▶ **Object position labeling entries**
********
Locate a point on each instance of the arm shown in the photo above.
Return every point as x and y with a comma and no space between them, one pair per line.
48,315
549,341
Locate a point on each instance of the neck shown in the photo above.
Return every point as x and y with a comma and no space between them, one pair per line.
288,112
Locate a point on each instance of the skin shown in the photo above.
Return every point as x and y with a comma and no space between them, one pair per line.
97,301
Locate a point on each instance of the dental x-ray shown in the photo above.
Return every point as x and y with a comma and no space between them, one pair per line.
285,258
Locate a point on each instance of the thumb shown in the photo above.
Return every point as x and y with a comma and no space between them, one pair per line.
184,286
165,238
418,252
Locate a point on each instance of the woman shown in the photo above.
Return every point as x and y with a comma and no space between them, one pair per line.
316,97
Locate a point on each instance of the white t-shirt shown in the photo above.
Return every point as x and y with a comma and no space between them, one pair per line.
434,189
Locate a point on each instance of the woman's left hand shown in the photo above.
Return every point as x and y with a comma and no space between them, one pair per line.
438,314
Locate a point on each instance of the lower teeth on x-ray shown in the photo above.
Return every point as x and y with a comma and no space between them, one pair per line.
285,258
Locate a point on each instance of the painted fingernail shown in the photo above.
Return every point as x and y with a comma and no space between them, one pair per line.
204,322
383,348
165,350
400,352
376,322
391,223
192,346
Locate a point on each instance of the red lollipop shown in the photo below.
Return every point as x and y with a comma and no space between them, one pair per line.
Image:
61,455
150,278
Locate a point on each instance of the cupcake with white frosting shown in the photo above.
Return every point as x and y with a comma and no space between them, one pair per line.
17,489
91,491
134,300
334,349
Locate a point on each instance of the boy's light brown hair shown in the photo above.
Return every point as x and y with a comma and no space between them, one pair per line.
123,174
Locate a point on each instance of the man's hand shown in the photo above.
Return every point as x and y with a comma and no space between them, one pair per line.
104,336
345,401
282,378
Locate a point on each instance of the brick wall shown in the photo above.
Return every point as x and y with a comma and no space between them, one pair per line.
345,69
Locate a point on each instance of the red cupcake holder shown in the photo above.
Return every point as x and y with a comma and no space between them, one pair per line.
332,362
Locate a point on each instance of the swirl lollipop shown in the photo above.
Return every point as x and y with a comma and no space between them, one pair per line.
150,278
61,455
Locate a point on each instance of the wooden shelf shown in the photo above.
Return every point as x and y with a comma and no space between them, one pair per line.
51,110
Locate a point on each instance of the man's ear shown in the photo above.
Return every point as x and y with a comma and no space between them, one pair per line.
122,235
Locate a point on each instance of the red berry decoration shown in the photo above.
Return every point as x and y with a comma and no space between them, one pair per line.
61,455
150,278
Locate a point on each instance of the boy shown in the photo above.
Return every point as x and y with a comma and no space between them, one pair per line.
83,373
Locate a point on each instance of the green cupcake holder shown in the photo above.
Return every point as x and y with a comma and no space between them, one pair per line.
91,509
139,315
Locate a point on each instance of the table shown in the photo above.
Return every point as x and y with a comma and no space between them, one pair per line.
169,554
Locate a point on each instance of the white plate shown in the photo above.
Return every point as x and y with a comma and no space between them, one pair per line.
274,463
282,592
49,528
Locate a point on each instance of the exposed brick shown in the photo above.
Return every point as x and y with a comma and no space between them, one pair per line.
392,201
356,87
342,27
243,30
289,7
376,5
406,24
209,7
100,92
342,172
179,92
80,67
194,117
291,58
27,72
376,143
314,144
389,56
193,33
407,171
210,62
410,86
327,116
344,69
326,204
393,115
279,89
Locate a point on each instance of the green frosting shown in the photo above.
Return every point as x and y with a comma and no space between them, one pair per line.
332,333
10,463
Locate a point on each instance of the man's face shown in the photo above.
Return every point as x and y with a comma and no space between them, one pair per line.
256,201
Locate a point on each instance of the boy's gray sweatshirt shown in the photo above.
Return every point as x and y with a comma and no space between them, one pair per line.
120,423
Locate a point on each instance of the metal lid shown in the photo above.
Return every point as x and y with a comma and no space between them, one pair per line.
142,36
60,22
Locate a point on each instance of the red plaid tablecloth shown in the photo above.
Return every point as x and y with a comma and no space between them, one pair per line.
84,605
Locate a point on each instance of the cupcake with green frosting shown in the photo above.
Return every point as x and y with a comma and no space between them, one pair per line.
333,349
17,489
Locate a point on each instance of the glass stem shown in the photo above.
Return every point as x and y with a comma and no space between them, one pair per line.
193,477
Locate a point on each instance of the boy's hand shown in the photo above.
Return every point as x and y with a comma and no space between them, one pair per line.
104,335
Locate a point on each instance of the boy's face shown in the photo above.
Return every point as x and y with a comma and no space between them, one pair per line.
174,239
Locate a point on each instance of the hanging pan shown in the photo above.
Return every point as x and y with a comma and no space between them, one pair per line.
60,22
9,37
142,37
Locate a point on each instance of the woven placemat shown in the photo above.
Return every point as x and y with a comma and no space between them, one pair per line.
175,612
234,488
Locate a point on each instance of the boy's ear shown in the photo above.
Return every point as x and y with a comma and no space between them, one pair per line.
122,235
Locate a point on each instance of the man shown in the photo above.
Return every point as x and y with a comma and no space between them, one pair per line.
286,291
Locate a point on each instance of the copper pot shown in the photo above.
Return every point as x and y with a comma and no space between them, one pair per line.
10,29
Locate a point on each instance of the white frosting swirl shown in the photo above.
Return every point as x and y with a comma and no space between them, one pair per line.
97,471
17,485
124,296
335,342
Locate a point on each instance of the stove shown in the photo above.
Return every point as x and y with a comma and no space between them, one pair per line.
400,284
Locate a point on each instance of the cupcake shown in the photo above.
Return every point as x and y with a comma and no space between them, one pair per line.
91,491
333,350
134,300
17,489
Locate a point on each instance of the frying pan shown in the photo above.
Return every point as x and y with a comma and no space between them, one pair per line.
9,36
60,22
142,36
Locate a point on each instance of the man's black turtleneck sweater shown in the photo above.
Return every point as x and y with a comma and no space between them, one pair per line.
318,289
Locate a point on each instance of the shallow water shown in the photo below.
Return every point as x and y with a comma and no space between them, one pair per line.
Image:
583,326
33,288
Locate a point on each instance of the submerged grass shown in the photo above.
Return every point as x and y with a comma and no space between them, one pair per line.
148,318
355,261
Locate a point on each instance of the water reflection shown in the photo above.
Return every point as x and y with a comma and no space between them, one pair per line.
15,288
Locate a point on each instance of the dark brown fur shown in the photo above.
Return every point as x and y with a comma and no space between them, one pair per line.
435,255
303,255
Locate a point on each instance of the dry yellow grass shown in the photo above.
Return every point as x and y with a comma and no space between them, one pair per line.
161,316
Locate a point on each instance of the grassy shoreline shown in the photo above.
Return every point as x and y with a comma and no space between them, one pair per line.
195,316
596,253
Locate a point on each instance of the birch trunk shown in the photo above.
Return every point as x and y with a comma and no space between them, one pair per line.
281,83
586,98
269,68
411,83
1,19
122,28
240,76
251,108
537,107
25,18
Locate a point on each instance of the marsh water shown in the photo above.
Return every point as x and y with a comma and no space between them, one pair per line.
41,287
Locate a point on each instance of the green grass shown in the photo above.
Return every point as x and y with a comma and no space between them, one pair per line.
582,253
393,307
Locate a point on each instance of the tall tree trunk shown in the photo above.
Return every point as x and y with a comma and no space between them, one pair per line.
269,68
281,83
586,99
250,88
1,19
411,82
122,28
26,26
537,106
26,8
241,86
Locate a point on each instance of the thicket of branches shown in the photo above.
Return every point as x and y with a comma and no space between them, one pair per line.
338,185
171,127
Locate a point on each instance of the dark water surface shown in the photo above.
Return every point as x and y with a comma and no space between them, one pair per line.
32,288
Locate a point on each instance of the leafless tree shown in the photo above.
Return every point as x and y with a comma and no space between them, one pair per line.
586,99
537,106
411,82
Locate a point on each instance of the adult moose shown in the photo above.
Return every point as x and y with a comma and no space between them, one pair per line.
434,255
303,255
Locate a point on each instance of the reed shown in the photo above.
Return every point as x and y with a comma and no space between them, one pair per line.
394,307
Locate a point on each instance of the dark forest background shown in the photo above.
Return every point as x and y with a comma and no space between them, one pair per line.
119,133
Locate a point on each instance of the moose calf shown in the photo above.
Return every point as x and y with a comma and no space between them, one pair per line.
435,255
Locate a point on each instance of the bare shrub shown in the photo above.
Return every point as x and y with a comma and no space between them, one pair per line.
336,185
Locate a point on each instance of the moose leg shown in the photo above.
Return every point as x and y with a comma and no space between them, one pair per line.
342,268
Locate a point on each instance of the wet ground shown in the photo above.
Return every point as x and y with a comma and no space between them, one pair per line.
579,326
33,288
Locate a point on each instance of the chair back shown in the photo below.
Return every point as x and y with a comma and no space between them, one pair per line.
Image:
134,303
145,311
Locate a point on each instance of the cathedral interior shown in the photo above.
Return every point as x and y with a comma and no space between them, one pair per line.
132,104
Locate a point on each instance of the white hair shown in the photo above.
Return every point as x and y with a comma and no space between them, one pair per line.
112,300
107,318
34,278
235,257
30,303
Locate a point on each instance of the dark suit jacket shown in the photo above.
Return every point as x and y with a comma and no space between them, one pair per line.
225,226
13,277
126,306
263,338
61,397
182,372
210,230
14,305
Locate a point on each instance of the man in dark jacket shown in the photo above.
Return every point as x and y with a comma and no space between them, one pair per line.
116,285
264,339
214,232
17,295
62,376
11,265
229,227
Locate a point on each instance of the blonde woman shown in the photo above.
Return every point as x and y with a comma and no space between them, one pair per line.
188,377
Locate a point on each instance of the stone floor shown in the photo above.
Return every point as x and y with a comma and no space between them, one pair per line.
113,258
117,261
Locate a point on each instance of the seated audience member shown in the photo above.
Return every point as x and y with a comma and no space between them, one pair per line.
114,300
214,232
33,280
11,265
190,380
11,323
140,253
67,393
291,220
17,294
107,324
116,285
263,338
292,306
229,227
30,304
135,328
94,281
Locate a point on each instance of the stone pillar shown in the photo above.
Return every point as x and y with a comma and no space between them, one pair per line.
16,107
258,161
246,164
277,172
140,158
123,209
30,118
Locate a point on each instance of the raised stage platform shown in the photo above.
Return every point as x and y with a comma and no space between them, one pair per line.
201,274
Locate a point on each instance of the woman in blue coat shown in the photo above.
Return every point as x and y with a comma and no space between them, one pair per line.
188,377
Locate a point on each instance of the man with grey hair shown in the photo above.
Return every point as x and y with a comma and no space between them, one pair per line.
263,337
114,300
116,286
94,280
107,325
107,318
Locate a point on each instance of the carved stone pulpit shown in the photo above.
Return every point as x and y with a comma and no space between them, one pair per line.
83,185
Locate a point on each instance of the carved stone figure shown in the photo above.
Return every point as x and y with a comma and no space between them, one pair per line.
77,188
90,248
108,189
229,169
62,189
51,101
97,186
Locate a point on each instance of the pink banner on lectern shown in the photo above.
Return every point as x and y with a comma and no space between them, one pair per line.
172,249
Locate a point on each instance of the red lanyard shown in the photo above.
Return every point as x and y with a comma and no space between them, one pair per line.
********
Output only the lines running from the line with "Locate a point on each instance of the stone pillar" through the final line of the data, inclusive.

Locate a point on each instance of the stone pillar shown in the photo above.
Return every point as x and y with a comma and no space between them, one pair per line.
16,107
258,161
246,164
277,172
140,158
123,209
30,118
Locate a point on each instance of the raised stage platform shown in the photo above.
Return every point as x and y with a comma and no space between them, one pair per line.
201,274
Locate a point on each instance of the woman in blue coat shown in the photo above.
Return every point as x and y with a comma and no space between them, one pair per line.
188,377
Locate a point on each instance of the man with grey hair shown in the photo above.
Return every point as x and y with a comma and no space between them, one pair per line.
263,337
114,300
116,286
94,280
107,325
107,318
Locate a point on each instance of the carved stone pulpit shown in the photo above.
Return every point as x and y with a comma and no space between them, one pair per line.
83,185
Locate a point on each instance of the carved stone figure shown in the photo above.
Return every point as x and y with a comma and no space between them, one pair per line.
77,188
90,248
108,189
229,169
62,189
51,101
97,186
Locate a point on each instance of the pink banner on lectern shown in the photo above.
Return every point as x and y with a comma and no space between them, one pair per line.
172,249
Locate a point on each instance of the red lanyard shown in the photo above.
Return every point as x and y with a comma and no space between them, one pair per line.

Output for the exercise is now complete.